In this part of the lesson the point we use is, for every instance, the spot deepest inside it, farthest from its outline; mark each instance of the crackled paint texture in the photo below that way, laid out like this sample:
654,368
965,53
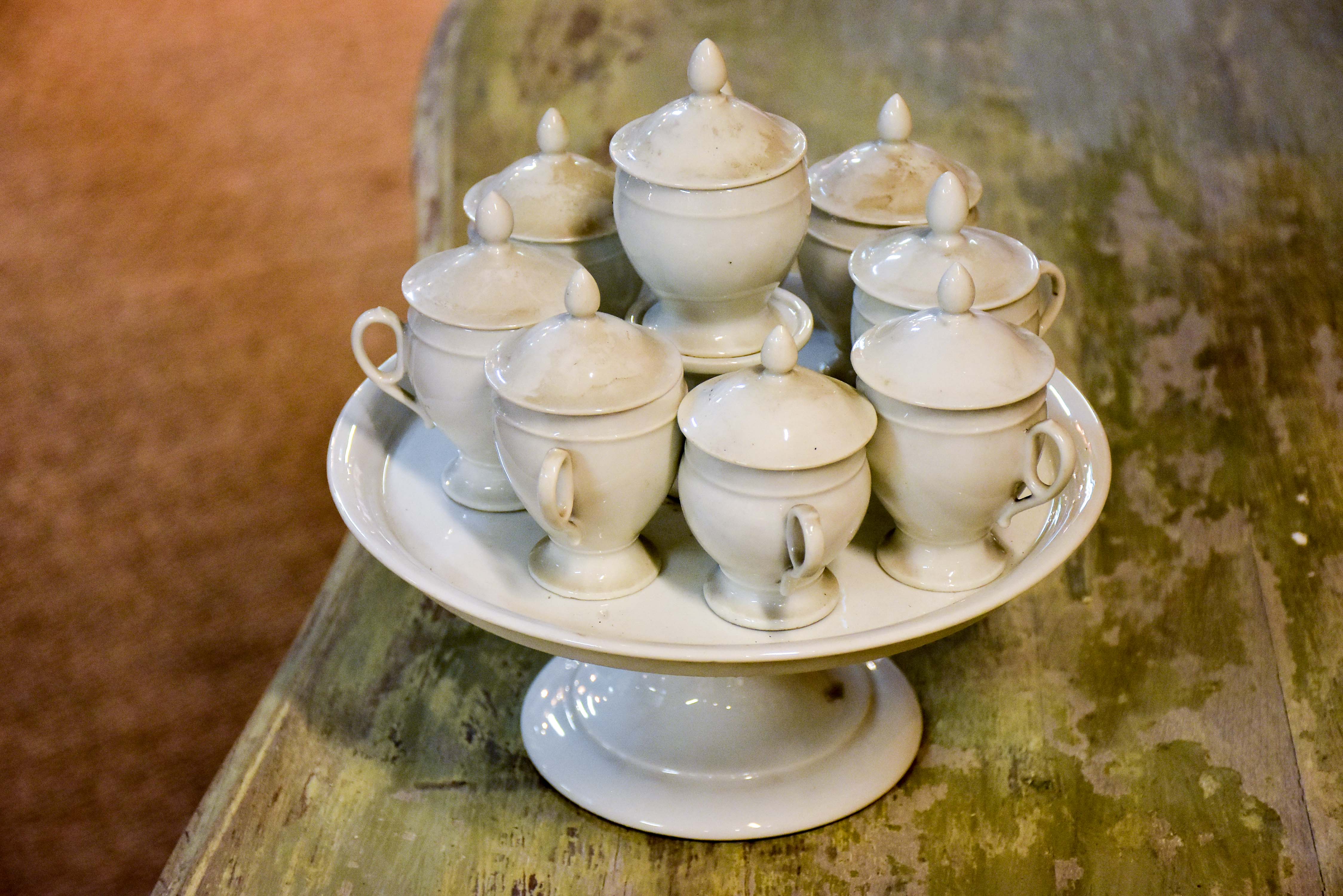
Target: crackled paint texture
1161,717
# # # #
[Task details]: Render the records above as a Markdown table with the columns No. and Line, one numbered row per line, skipping blank lines. Leave the pictures out.

[Complete output]:
| No. | Line |
|---|---|
| 1 | In this part of the lesson the point we use is, for every instance, the spot deepest inside it, farthest from its outline; mark each instance of the crackled paint texture in the photo below that way, laid out like this sample: |
| 2 | 654,368 |
| 3 | 965,53 |
| 4 | Target: crackled paint texture |
| 5 | 1161,717 |